=== ACTIVITY ===
Below are records that must be duplicated exactly.

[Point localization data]
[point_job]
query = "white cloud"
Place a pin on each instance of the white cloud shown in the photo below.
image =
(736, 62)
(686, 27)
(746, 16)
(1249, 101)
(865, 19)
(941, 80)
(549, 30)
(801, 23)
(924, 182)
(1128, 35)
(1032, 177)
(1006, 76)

=== TASK OUTPUT ===
[point_job]
query = "white cloud"
Place a pin on each instance of the white cloud shown in the photo below.
image =
(736, 62)
(686, 27)
(746, 16)
(1249, 101)
(865, 19)
(941, 80)
(549, 30)
(801, 23)
(924, 182)
(1128, 35)
(1032, 177)
(1006, 76)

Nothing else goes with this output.